Record excerpts:
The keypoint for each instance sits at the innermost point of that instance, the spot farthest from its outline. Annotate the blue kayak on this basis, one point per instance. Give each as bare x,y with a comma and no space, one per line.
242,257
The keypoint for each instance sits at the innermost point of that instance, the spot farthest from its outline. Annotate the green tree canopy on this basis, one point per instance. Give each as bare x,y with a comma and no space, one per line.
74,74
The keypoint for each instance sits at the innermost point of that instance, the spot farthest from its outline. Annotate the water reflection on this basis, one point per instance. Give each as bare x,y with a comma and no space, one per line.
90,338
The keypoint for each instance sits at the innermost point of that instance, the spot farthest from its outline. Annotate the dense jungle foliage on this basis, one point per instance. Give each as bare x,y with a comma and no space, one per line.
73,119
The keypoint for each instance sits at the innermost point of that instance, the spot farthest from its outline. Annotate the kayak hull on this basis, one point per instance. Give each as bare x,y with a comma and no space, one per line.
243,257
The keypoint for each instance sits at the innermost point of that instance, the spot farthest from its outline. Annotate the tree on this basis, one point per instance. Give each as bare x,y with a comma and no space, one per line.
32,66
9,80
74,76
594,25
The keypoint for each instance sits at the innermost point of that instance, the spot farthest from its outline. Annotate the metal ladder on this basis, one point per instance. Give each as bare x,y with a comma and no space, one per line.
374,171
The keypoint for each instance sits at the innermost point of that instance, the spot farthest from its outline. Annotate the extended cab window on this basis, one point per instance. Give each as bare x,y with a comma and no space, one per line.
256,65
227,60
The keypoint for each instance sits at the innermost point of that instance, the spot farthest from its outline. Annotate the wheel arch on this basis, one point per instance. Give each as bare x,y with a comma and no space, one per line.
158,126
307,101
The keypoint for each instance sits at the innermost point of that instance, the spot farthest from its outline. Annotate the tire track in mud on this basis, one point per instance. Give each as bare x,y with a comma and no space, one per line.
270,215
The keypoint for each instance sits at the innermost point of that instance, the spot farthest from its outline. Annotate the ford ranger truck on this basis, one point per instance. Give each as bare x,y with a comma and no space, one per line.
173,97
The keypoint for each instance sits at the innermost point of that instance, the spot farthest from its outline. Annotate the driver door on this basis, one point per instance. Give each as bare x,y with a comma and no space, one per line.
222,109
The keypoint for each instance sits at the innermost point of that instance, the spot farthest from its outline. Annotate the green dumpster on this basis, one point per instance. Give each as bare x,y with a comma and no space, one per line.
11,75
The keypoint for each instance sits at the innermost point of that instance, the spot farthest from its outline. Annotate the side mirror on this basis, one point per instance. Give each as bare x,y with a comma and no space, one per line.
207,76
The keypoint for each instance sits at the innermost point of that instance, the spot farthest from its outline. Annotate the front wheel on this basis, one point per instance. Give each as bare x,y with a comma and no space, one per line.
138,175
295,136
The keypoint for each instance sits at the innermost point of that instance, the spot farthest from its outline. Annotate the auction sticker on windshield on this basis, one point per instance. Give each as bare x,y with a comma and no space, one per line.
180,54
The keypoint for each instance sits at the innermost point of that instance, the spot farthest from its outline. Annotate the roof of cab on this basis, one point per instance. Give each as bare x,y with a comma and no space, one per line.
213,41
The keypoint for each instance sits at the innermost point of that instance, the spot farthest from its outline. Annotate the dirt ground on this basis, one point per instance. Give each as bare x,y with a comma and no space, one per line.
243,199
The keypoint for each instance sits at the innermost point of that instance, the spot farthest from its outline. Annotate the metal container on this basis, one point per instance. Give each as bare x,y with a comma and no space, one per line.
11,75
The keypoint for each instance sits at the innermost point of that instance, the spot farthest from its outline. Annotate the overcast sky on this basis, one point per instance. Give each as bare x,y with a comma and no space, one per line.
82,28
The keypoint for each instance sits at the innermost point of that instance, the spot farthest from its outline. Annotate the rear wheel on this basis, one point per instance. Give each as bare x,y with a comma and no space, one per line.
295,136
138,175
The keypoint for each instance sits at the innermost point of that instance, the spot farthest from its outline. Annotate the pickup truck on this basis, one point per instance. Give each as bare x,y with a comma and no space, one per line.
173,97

What needs to be done: Please quote the records above exactly, without skipping a line.

Expected answer:
The keypoint for each instance sits at the innermost point of that instance, the spot farthest from its outline. Annotate the blue kayak on this basis, one point per instance. Give each as bare x,y with a comma and no space, one per line.
242,257
The keypoint for each instance sits at the innermost point of that instance, the spot farthest from its outline. Annotate the green tree canopy on this basis, one point per instance. Give each as bare x,y with a comma and no space, one per line.
74,74
The keypoint for each instance sits at the innermost point of that instance, the spot farthest from its outline. Annotate the water reflection on this basis, one point per instance. Give each as bare x,y with a comma and no space, one per line.
90,338
The keypoint for each instance sits at the innermost point of that instance, the spot farthest from its outline. Annotate the dense jungle foliage on this basis, one point per instance. Give each as bare x,y with a comma and no space, one per line.
73,119
The keypoint for each instance sits at the innermost point of that instance, the spot farthest from its outline. Annotate the kayak hull on this basis, one point per instance. Give each as bare x,y with a comma and no space, one per line.
243,257
The keypoint for each instance sits at the innermost point of that instance, the spot farthest from its outline. Annotate the tree on this basis, one point per instance. Give each as bare x,y with a comma and no space, one per line.
32,66
9,80
74,76
594,25
The keypoint for each instance sits at the innermost point of that instance, the spot farthest from its outline. Annotate the metal ladder on this basis, one point per instance. Give each as bare x,y with a comma and no space, one per line.
374,171
The keypoint for each instance sits at the innermost point of that instance, the spot farthest from its outline. Annotate the extended cab window on this basis, one point per instance. Give each as bare x,y with a comma and no space, one per line.
256,65
227,60
The keypoint for each instance sits at the innermost point of that instance, the spot farthest from its outline. Annotate the wheel arch on this basis, one point per instance. Give each as bare x,y with a comma and no space, one per line.
158,126
307,101
The keypoint for each instance sits at the innermost point of that instance, the spot farthest from its outline. Annotate the tire track in mud on this basis, one point per instance. Give each as bare x,y with a comma and no space, one per line.
270,215
The keypoint for each instance sits at the innermost point of that instance, the spot farthest from its outline. Annotate the ford ranger truck on this basis, one point per instance. Give each as bare x,y with a comma and no space, one per line.
173,97
The keypoint for each instance sits at the innermost point of that instance, the spot farthest from its outline. Annotate the driver door on this basis, one point per instance. Give each as bare x,y with a comma and no space, one per line.
222,109
The keypoint for each instance sits at the innermost point of that instance, the spot farthest from its outline. Annotate the green dumpster on this basis, one point per instance. Give each as bare x,y with a comma and no space, one per line.
11,75
The keypoint for each instance sits at the innermost point of that instance, the spot farthest from its outline. Annotate the side mirror on this basis, one point per instance. Give each as bare x,y with a comma and no space, one per line.
207,76
The keypoint for each instance sits at the innermost point of that instance, the spot farthest from its outline. Annotate the front wheel on this basis, one point per instance. Give each as bare x,y with a comma and no space, one per line.
138,175
295,136
The keypoint for each instance sits at the innermost point of that instance, the spot farthest from its outline. Annotate the auction sticker on windshield on this basis, one point per instance. Give each as bare x,y with a comma and no space, one per line.
180,54
The keypoint for each instance sits at the innermost point of that instance, the spot farthest from its outline. Annotate the roof of cab on this basis, one point per instance. Give each as bare x,y with a comma and no space, one per line.
213,41
The keypoint for each instance sits at the innermost point of that instance, the spot farthest from its outline. Annotate the dirt ground on this basis, one point per instance. Give each as bare x,y with a comma and no space, one per line.
243,199
The keypoint for each instance sits at the innermost point of that instance, the spot farthest from its outline. Annotate the metal container on this basis, one point per instance. Give each as bare x,y with a comma and no space, one per line.
11,75
The keypoint for each instance sits at the innermost point of that instance, the spot farthest from its outline. Annotate the overcast sky on this basis, one point per instance. Give each as bare x,y with a comma and no space, one per line.
82,28
The keypoint for each instance sits at the innermost point of that instance, the spot farthest from its outline. Annotate the rear wheel on this basis, one point per instance. Give each as bare x,y with a comma and no space, one per line.
295,136
138,175
The keypoint for each instance sits at the innermost point of that instance, the spot farthest from its outline. Annotate the pickup truck on this basis, one point per instance. Give each as bare x,y with a comma and no space, one per line.
173,97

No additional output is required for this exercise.